**PROBLEM TO SOLVE**
Filter the data below for the string "window" and copy each matching line.

[Saved entries]

__________________________________________________

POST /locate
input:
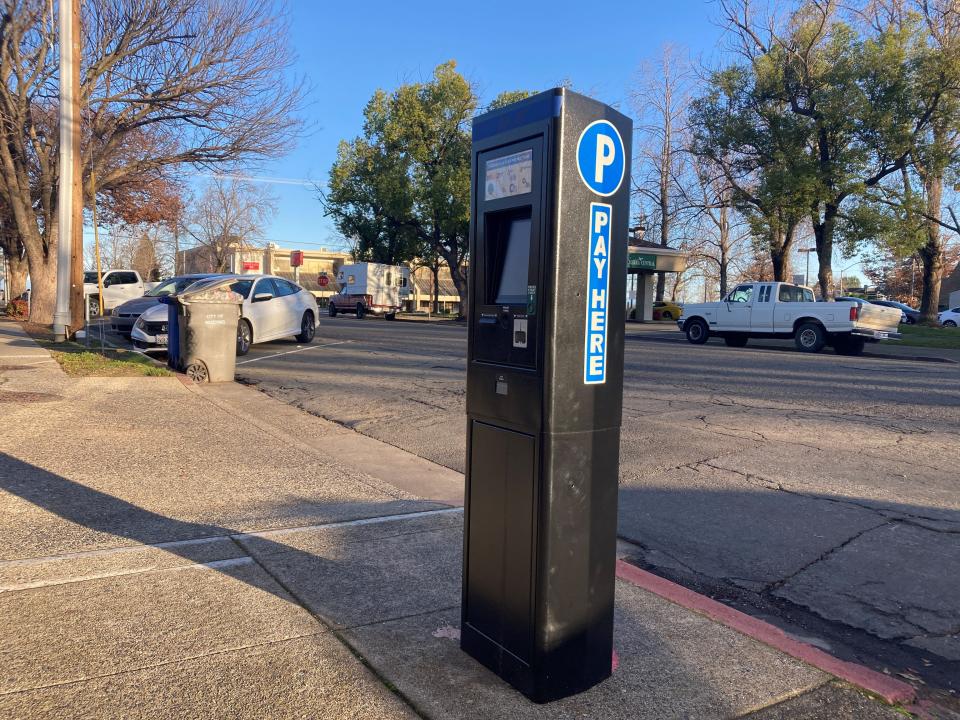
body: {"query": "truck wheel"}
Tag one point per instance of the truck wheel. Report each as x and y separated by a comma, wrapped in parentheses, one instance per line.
(697, 331)
(810, 337)
(849, 346)
(244, 337)
(307, 329)
(197, 372)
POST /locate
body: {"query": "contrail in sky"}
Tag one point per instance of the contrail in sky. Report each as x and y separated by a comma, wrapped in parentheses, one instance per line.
(258, 178)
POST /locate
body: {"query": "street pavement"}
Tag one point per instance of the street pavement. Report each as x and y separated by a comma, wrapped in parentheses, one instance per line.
(819, 492)
(169, 550)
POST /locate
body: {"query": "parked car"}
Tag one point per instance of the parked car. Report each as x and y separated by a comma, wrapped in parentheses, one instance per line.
(909, 315)
(666, 310)
(125, 315)
(118, 287)
(782, 310)
(272, 308)
(950, 318)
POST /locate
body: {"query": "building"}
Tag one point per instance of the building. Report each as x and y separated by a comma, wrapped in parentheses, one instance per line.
(272, 260)
(950, 289)
(644, 261)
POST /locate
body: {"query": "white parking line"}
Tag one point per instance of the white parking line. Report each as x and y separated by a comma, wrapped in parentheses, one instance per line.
(288, 352)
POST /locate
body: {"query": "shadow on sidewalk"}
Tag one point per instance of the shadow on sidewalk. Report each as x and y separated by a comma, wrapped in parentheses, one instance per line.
(288, 566)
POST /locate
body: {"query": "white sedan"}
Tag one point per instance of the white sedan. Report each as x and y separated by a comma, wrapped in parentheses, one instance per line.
(272, 308)
(950, 318)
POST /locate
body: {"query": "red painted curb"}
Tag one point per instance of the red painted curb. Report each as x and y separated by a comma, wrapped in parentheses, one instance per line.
(893, 691)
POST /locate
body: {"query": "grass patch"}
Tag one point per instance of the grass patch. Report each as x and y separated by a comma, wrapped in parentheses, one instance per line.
(935, 337)
(78, 360)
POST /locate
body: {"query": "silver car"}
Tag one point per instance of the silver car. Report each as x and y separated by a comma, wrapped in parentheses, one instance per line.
(125, 315)
(272, 308)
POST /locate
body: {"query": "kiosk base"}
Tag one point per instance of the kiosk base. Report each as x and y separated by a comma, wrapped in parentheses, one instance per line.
(553, 679)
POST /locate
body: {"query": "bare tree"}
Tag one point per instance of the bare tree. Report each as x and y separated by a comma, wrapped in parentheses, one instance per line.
(661, 102)
(724, 233)
(229, 216)
(164, 83)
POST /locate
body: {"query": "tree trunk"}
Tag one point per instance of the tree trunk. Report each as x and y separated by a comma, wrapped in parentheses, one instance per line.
(823, 237)
(724, 228)
(781, 246)
(931, 254)
(16, 265)
(43, 281)
(436, 285)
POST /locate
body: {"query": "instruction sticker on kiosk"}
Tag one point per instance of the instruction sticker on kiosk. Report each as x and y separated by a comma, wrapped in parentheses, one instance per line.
(598, 295)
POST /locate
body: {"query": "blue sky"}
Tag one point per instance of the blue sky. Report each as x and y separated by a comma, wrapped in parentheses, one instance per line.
(346, 50)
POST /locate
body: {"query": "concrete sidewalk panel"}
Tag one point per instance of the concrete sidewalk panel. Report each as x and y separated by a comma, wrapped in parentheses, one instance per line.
(191, 471)
(76, 631)
(361, 574)
(672, 664)
(389, 464)
(56, 570)
(310, 677)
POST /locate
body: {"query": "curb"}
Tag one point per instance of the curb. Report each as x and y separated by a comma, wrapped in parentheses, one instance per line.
(639, 336)
(893, 691)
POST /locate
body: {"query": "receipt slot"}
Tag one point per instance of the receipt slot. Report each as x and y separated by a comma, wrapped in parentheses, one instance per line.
(548, 252)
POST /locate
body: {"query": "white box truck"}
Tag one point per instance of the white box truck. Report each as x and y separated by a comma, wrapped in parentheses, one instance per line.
(370, 288)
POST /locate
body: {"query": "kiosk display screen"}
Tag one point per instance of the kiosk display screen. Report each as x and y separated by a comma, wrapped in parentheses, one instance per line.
(512, 285)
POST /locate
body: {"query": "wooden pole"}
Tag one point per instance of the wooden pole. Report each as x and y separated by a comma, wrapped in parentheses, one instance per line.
(77, 311)
(96, 240)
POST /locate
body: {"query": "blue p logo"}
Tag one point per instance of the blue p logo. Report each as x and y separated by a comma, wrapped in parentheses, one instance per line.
(600, 157)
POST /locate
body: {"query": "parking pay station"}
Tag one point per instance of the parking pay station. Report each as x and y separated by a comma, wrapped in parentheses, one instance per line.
(548, 251)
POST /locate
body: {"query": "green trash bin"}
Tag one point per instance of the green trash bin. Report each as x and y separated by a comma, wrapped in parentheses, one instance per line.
(207, 321)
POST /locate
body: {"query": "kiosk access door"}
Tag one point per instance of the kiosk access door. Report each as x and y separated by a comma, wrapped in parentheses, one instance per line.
(544, 391)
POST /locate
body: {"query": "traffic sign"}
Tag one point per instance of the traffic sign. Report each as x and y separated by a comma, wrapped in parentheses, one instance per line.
(600, 157)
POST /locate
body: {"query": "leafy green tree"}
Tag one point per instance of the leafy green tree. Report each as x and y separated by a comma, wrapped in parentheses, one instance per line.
(762, 152)
(860, 100)
(402, 190)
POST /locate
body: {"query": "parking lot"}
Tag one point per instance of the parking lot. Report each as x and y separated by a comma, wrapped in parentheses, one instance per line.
(816, 491)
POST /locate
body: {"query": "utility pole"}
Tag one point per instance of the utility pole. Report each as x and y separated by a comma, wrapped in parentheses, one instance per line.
(69, 311)
(806, 273)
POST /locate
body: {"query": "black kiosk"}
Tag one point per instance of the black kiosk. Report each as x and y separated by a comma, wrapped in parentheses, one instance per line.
(548, 252)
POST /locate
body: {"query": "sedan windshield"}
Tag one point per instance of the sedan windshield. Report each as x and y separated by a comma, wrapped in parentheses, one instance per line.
(171, 286)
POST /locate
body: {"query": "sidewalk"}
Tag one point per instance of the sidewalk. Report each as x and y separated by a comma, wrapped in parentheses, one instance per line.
(208, 552)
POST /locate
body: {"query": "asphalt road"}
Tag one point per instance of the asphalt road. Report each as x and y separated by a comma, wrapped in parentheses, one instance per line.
(820, 492)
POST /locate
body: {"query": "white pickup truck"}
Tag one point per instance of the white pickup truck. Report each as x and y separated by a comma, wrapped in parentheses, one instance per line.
(118, 287)
(782, 310)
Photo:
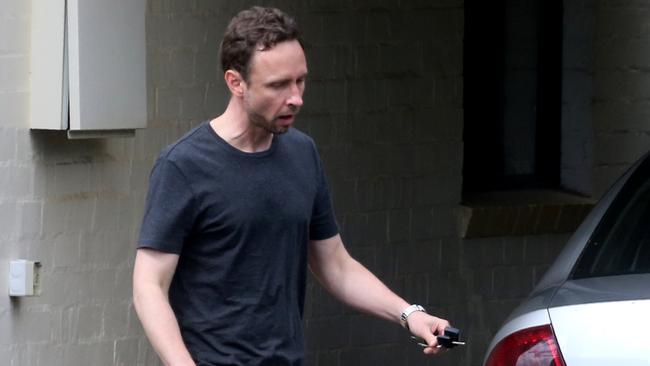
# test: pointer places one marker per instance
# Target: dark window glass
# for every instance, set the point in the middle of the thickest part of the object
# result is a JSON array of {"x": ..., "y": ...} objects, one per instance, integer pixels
[
  {"x": 512, "y": 73},
  {"x": 621, "y": 242}
]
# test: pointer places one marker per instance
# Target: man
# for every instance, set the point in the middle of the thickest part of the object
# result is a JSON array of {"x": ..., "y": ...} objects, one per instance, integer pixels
[{"x": 235, "y": 211}]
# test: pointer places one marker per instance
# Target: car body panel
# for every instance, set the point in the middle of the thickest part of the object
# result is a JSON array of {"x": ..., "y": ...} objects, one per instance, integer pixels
[
  {"x": 597, "y": 320},
  {"x": 526, "y": 320},
  {"x": 604, "y": 333}
]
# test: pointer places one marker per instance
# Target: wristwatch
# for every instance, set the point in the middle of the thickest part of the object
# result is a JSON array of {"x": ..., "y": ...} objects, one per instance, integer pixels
[{"x": 408, "y": 311}]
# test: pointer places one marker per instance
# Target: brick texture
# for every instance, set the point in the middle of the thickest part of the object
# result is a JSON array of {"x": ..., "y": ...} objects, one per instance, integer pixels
[{"x": 384, "y": 103}]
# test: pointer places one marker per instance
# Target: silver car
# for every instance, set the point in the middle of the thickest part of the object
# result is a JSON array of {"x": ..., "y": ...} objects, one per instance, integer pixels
[{"x": 592, "y": 307}]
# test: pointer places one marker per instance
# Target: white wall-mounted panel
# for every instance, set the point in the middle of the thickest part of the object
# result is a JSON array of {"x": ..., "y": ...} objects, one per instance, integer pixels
[
  {"x": 106, "y": 45},
  {"x": 48, "y": 98}
]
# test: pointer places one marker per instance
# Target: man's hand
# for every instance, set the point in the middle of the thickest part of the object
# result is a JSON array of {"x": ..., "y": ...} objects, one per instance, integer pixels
[{"x": 427, "y": 327}]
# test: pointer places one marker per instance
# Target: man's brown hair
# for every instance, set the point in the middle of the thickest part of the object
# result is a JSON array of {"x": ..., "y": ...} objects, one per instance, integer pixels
[{"x": 257, "y": 28}]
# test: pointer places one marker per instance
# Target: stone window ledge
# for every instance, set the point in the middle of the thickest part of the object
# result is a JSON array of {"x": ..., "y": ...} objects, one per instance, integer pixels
[{"x": 525, "y": 212}]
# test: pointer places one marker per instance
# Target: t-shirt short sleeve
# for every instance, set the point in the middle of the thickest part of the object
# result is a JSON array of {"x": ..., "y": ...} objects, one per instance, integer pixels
[
  {"x": 169, "y": 209},
  {"x": 323, "y": 222}
]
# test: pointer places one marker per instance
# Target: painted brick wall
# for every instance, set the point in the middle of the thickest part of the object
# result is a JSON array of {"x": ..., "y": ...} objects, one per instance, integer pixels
[
  {"x": 621, "y": 87},
  {"x": 384, "y": 103}
]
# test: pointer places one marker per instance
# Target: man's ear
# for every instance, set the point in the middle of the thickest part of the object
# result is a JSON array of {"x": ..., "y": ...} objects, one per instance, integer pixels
[{"x": 235, "y": 82}]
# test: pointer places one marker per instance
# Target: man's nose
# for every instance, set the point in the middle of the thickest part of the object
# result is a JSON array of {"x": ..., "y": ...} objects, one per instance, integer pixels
[{"x": 295, "y": 98}]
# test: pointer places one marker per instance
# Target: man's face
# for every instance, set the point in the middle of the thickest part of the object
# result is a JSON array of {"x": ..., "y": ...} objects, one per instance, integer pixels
[{"x": 276, "y": 82}]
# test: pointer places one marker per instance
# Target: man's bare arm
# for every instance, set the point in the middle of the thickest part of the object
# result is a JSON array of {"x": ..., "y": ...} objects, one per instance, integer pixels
[
  {"x": 152, "y": 276},
  {"x": 353, "y": 284}
]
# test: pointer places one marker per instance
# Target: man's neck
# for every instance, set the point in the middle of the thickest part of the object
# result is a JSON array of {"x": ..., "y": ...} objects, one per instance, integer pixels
[{"x": 236, "y": 129}]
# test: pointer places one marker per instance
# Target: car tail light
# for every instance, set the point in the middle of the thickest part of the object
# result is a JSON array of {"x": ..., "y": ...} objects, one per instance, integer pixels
[{"x": 535, "y": 346}]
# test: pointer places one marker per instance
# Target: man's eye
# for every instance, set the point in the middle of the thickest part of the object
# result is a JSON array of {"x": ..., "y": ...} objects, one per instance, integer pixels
[{"x": 277, "y": 85}]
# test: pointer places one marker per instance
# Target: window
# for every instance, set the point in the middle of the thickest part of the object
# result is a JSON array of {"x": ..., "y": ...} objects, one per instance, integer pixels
[{"x": 512, "y": 100}]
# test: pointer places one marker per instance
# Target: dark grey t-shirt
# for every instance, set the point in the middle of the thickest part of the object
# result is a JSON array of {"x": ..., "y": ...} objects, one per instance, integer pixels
[{"x": 240, "y": 223}]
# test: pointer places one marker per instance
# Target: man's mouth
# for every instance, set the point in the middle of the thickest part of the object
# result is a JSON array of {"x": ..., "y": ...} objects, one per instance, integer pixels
[{"x": 287, "y": 118}]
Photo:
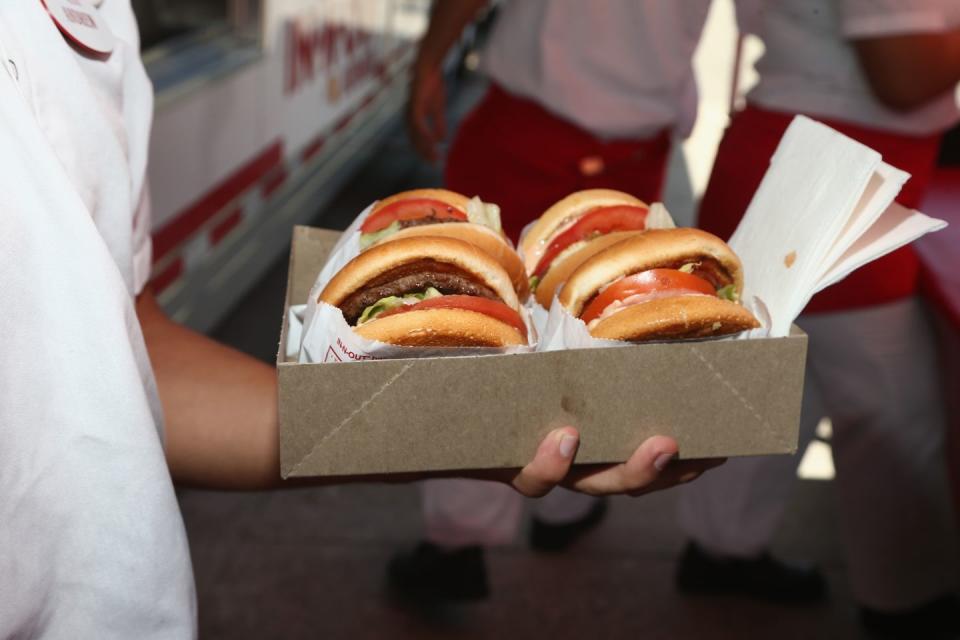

__________________________________________________

**YOUR RESPONSE**
# Target: dark window glass
# Target: stone window ledge
# Target: window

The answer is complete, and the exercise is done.